Give again only those lines from the start of the entries through the line holding "holes: even-odd", leaving them as they are.

BEGIN DATA EXTRACTS

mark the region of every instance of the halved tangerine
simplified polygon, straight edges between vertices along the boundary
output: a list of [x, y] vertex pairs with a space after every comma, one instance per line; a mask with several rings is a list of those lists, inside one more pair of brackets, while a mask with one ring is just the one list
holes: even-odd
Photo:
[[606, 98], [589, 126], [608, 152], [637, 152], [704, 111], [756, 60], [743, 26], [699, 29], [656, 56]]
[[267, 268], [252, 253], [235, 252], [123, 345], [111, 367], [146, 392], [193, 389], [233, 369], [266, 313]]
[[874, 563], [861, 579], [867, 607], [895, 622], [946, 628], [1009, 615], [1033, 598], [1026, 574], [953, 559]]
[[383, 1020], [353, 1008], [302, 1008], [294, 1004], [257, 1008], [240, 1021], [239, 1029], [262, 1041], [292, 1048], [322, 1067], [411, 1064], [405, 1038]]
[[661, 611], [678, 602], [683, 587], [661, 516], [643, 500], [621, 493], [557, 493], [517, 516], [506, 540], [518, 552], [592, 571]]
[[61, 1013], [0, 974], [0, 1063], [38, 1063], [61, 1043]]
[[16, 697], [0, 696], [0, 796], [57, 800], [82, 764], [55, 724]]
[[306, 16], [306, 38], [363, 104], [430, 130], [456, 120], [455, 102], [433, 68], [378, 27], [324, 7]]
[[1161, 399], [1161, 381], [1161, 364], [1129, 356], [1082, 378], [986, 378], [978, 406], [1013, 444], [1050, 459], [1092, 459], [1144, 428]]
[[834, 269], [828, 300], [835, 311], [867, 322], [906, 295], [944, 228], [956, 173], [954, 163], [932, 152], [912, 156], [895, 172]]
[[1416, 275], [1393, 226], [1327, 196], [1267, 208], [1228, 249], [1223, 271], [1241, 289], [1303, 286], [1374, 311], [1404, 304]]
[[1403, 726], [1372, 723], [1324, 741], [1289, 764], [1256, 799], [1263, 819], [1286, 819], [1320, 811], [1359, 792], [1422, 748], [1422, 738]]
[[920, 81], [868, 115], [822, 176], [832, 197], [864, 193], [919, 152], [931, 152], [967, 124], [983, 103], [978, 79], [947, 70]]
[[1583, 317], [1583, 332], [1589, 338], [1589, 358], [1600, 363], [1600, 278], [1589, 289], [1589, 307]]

END DATA EXTRACTS

OUTPUT BELOW:
mark the region of every instance of the halved tangerine
simplified polygon, straight edges between vertices along the boundary
output: a list of [x, y] vertex pairs with a space after every comma, one instance per line; a mask with several rings is a list of those lists, inside one more pair of brackets, while a mask with one ring is just the one list
holes: even-odd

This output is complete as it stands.